■ **Exercise**
Rewrite the stretch of material from the line containing "the smoke trail." through the final line as a numbered list, one line per item, leaving out blank lines.

■ **Records for this task**
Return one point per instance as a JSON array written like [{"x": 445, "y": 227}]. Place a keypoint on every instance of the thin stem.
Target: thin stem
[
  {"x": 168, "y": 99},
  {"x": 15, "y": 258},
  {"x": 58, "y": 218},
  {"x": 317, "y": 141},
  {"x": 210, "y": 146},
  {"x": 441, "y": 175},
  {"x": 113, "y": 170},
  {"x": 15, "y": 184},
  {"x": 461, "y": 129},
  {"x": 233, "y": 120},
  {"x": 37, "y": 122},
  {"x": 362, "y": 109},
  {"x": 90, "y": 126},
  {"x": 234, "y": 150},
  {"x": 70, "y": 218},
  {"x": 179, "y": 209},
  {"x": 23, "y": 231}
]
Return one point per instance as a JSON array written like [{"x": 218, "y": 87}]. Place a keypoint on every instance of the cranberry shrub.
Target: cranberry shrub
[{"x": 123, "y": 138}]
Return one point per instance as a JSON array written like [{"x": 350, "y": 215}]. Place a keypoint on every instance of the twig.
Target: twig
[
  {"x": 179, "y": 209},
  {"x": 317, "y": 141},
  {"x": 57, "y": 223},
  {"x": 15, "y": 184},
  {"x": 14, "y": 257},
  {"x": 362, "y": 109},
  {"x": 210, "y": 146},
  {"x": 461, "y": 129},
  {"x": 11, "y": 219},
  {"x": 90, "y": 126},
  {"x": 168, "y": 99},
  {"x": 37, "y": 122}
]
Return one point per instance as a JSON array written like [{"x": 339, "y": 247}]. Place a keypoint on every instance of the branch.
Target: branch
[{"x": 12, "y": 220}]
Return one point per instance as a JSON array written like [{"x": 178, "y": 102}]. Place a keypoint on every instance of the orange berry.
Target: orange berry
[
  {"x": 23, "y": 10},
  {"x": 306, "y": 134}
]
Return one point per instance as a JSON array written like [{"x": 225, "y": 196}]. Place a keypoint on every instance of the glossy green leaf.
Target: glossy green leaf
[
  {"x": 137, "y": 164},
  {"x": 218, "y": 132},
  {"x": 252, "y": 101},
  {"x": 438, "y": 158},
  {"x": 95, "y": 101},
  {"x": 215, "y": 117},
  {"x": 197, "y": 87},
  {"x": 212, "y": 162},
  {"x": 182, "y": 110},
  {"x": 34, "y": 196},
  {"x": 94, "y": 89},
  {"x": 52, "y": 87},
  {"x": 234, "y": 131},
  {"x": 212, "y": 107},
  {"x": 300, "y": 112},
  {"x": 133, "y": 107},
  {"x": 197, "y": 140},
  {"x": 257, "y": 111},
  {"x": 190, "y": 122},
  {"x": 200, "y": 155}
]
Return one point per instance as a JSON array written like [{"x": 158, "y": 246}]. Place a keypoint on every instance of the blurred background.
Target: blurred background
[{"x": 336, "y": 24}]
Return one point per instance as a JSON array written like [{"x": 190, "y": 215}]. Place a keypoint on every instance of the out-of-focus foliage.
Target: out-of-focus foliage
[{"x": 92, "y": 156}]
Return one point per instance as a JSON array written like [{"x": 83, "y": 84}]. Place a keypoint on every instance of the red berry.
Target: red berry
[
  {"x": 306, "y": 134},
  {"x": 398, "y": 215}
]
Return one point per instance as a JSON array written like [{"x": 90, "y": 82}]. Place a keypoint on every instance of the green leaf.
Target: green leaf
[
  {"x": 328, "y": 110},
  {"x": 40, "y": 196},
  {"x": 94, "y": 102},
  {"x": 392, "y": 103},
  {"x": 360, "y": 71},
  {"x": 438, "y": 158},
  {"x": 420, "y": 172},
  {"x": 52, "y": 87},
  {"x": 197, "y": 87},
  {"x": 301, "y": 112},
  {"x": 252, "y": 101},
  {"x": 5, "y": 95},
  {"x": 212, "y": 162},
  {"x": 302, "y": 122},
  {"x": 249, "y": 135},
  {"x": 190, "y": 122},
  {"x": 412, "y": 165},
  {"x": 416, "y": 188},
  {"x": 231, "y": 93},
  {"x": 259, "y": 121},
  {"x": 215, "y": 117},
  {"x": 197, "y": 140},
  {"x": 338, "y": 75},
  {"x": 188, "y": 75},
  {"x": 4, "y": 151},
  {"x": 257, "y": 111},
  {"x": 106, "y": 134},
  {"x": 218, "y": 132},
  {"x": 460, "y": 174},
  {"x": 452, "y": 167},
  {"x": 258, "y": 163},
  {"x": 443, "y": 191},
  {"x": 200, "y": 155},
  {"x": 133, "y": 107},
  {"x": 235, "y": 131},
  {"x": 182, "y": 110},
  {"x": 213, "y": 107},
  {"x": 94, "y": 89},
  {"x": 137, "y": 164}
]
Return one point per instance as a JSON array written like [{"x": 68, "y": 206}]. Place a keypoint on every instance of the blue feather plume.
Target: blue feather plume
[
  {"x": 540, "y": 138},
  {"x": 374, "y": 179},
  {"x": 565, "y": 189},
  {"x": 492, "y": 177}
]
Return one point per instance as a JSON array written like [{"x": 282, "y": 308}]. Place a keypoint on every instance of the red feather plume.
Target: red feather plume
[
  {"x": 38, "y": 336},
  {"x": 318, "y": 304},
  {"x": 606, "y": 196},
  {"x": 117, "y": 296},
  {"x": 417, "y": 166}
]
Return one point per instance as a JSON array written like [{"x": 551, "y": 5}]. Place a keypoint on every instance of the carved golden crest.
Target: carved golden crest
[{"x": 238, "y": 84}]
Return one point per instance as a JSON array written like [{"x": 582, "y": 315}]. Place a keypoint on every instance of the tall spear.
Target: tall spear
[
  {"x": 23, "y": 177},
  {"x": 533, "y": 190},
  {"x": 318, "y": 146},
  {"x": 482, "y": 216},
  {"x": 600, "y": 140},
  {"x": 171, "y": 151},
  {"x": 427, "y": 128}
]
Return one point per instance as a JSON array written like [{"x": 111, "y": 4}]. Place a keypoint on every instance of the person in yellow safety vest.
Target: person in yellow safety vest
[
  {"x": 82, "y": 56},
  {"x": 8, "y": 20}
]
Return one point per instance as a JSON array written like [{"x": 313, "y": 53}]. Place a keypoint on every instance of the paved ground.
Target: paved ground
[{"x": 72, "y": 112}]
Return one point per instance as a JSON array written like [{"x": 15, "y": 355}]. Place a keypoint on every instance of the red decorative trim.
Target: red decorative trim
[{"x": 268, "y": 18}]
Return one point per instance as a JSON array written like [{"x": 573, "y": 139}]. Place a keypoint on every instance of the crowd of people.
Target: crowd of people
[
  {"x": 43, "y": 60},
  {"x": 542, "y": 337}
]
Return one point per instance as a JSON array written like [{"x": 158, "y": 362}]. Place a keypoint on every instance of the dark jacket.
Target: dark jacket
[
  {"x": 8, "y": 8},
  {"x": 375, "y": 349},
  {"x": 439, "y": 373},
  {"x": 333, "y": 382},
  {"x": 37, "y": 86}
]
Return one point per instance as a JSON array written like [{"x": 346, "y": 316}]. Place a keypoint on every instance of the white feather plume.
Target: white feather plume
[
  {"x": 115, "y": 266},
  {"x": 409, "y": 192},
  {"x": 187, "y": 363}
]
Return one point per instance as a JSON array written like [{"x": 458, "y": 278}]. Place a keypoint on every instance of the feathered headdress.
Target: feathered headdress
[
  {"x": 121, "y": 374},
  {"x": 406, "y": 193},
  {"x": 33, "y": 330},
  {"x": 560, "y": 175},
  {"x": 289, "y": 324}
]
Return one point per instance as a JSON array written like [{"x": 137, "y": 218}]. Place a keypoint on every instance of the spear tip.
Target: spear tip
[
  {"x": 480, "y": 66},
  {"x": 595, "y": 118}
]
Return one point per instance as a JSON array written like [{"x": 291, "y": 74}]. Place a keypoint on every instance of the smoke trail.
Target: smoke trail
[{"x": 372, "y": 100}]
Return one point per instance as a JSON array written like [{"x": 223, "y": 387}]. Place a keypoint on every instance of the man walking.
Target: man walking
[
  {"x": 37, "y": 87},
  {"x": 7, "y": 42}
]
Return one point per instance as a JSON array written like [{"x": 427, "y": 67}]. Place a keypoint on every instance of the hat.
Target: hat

■ **Output below**
1. Return one point per instance as a JSON array written like [{"x": 291, "y": 74}]. Place a keypoint on every instance of the smoke trail.
2. Target: smoke trail
3. [{"x": 372, "y": 100}]
4. Return one point per instance as a JSON array written like [{"x": 223, "y": 387}]. Place a keypoint on every instance of the man walking.
5. Target: man walking
6. [
7.   {"x": 37, "y": 87},
8.   {"x": 7, "y": 42}
9. ]
10. Return one point per instance as a JSON array written like [{"x": 427, "y": 67}]. Place a keypoint on every instance of the hat.
11. Target: hat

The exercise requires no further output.